The data may be useful for investigations of scholarly productivity, the correlates of scholarly productivity, and the contributions of particular individuals and institutions. Complete population data are presented for the top 26 doctoral programs, doctoral institutions other than R1 universities, the top liberal arts colleges, and other bachelor's institutions. Sample data are presented for Carnegie R1 universities (other than the top 26) and master's institutions.
USER NOTES
Please see our paper in Scholarly Assessment Reports, freely available at https://doi.org/10.29024/sar.36 , for full information about the data set and the methods used in its compilation. The section numbers used here refer to the Appendix of that paper. See the References, below, for other papers that have made use of these data.
The data file is a single Excel file with five worksheets: Sampling, Articles, Books, Individuals, and Departments. Each worksheet has a simple rectangular format, and the cells include just text and values—no formulas or links. A few general notes apply to all five worksheets.
• The yellow column headings represent institutional (departmental) data. The blue column headings represent data for individual faculty.
• iType is institution type, as described in section A.2—TopR (top research universities), R1 (other R1 universities), OD (other doctoral universities), M (master's institutions), TopLA (top liberal arts colleges), or B (other bachelor's institutions). nType provides the same information, but as a single-digit code that is more useful for sorting the rows; 1=TopR, 2=R1, 3=OD, 4=M, 5=TopLA, and 6=B.
• Inst is a four-digit institution code. The first digit corresponds to nType, and the last three digits allow for alphabetical sorting by institution name. Indiv is a one- or two-digit code that can be used to sort the individuals by name within each department. The Inst, nType, and Indiv codes are consistent across the five worksheets.
• For binary variables such as Full professor and Female, 1 indicates yes (full professor or female) and 0 indicates no (associate professor or male).

#####

Exercises:
A: Duplicate the user notes from "The data file" up to and including "5=TopLA, and 6=B.".
B: Condense the paragraph of the user notes that begins "Inst is a four-digit institution code" into a short bulleted list that keeps its main facts.
The listing after this point has no connection to the user notes.

#####

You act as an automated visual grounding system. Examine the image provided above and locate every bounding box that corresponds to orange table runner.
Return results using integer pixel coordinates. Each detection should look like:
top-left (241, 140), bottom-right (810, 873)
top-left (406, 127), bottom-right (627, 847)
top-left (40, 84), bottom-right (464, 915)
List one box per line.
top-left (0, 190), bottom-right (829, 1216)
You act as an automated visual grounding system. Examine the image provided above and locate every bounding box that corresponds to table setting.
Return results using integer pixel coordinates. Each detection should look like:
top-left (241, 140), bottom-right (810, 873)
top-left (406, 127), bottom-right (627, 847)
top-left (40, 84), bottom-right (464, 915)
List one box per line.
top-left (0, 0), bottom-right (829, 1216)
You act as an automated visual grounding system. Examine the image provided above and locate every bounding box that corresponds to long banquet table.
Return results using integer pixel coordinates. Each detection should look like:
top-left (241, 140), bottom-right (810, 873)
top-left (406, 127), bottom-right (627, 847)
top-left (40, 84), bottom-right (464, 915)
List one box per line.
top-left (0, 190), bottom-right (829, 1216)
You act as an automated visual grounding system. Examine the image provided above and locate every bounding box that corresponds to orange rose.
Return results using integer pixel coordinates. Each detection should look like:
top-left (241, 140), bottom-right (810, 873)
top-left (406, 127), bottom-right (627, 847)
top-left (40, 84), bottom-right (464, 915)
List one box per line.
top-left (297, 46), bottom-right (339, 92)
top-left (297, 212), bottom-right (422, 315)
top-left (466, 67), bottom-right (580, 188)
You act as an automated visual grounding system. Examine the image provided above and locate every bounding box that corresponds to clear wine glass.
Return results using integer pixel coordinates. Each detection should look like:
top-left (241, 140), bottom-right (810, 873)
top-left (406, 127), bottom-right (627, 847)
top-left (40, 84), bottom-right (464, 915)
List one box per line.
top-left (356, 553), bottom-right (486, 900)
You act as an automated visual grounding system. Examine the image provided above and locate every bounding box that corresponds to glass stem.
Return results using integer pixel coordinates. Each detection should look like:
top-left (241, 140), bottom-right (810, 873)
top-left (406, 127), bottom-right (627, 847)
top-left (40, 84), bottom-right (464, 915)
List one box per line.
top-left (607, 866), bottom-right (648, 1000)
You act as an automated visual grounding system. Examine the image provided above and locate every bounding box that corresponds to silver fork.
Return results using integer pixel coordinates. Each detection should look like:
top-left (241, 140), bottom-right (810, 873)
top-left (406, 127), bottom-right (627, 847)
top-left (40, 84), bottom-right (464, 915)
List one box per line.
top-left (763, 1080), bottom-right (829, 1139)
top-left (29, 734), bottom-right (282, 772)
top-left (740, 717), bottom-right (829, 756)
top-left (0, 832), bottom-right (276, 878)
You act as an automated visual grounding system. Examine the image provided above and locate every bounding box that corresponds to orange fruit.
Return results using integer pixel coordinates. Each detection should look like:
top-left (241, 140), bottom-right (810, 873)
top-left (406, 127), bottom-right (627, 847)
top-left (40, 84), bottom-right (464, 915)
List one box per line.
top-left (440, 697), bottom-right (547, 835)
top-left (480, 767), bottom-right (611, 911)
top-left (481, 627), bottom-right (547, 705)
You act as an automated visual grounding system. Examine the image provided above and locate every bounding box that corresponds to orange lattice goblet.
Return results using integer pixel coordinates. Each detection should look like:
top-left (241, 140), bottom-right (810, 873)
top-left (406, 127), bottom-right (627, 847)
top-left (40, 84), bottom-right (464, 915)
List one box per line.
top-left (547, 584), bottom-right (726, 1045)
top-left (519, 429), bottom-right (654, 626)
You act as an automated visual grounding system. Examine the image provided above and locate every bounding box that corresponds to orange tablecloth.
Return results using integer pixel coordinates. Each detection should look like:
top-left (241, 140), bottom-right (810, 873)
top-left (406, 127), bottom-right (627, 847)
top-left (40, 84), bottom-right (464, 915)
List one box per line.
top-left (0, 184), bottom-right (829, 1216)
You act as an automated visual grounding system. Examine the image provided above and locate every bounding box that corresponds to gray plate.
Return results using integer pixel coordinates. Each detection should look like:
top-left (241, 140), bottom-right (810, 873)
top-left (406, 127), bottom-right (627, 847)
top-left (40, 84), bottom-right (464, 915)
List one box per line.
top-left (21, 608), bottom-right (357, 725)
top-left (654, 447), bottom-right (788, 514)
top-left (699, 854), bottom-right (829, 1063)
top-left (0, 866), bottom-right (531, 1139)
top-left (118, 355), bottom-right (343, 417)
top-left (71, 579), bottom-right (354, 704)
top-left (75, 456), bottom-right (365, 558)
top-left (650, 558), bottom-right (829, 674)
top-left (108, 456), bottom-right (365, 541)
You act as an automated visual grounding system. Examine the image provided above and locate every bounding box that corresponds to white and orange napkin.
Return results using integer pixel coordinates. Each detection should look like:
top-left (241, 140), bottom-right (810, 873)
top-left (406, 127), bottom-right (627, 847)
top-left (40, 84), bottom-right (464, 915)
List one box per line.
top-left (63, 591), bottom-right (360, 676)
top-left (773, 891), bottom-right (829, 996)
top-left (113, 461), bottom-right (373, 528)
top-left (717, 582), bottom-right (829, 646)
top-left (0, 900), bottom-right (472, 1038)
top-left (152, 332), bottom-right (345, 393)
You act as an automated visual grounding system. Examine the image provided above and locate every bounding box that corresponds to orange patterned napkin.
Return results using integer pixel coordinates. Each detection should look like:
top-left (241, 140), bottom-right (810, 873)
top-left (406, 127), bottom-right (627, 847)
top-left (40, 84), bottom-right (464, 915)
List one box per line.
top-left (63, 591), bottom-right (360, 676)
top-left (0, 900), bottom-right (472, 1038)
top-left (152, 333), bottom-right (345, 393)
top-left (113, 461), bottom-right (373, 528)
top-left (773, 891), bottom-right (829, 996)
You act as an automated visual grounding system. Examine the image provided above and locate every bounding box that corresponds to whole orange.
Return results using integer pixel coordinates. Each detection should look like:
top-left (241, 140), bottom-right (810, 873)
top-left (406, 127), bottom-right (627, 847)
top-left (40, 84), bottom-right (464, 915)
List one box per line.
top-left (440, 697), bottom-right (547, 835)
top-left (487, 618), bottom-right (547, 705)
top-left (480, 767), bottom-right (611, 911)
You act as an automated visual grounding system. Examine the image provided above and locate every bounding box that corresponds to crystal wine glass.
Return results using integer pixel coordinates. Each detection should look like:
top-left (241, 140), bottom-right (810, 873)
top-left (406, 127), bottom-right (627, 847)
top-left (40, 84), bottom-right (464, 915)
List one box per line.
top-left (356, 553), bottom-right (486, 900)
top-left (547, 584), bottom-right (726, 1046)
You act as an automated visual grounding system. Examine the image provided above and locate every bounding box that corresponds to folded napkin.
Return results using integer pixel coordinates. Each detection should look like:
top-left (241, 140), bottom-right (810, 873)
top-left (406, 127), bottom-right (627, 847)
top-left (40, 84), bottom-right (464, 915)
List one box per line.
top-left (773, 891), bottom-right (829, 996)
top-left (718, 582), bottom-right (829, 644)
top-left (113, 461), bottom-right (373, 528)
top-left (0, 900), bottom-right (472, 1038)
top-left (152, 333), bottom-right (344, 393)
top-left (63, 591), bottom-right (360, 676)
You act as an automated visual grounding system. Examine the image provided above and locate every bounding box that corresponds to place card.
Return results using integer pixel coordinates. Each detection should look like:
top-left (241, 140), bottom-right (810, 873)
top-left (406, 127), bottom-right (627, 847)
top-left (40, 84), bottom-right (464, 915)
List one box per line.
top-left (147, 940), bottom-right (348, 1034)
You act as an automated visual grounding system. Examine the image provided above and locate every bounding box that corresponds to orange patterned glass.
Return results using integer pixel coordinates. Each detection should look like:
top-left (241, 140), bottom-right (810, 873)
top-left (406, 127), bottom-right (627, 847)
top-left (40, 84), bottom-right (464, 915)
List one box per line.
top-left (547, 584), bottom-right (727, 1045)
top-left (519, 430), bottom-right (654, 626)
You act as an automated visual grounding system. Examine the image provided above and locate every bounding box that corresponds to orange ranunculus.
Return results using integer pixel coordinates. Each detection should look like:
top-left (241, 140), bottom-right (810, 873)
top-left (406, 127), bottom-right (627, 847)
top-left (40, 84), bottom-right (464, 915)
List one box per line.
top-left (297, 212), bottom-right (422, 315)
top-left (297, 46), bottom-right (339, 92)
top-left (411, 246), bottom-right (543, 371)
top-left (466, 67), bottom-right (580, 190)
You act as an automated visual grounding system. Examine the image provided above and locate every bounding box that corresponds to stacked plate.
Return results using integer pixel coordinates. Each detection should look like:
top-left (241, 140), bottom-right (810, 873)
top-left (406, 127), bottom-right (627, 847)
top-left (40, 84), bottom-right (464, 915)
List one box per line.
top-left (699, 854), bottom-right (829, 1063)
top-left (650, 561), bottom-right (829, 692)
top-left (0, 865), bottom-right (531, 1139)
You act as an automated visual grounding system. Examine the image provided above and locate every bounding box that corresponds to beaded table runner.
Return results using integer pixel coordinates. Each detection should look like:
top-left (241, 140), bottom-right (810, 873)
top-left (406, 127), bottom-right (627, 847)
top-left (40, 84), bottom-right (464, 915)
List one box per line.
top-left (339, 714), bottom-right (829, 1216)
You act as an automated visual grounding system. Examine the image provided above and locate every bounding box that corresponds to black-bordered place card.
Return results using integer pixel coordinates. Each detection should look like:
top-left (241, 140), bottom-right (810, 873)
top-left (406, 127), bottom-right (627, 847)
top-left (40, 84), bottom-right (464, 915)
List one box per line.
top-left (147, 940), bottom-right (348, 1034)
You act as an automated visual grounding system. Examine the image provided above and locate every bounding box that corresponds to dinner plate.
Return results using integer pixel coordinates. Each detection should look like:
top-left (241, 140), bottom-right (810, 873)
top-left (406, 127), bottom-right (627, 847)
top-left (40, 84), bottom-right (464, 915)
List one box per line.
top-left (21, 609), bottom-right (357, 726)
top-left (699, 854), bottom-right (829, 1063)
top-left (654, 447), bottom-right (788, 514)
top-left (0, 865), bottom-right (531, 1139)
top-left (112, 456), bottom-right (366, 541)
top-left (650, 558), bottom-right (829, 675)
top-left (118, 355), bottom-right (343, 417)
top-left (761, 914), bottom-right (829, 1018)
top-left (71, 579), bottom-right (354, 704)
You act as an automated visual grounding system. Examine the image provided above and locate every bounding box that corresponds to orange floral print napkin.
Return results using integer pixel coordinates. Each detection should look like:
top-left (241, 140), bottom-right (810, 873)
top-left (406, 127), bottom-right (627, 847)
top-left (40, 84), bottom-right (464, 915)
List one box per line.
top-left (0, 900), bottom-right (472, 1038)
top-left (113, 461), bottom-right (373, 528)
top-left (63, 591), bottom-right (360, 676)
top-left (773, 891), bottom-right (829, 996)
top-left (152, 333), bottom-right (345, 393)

#####

Per-task outputs:
A:
The data file is a single Excel file with five worksheets: Sampling, Articles, Books, Individuals, and Departments. Each worksheet has a simple rectangular format, and the cells include just text and values—no formulas or links. A few general notes apply to all five worksheets.
• The yellow column headings represent institutional (departmental) data. The blue column headings represent data for individual faculty.
• iType is institution type, as described in section A.2—TopR (top research universities), R1 (other R1 universities), OD (other doctoral universities), M (master's institutions), TopLA (top liberal arts colleges), or B (other bachelor's institutions). nType provides the same information, but as a single-digit code that is more useful for sorting the rows; 1=TopR, 2=R1, 3=OD, 4=M, 5=TopLA, and 6=B.

B:
- Inst: a four-digit institution code. The first digit matches nType, and the last three digits allow alphabetical sorting by institution name.
- Indiv: a one- or two-digit code for sorting individuals by name within each department.
- The Inst, nType, and Indiv codes are consistent across all five worksheets.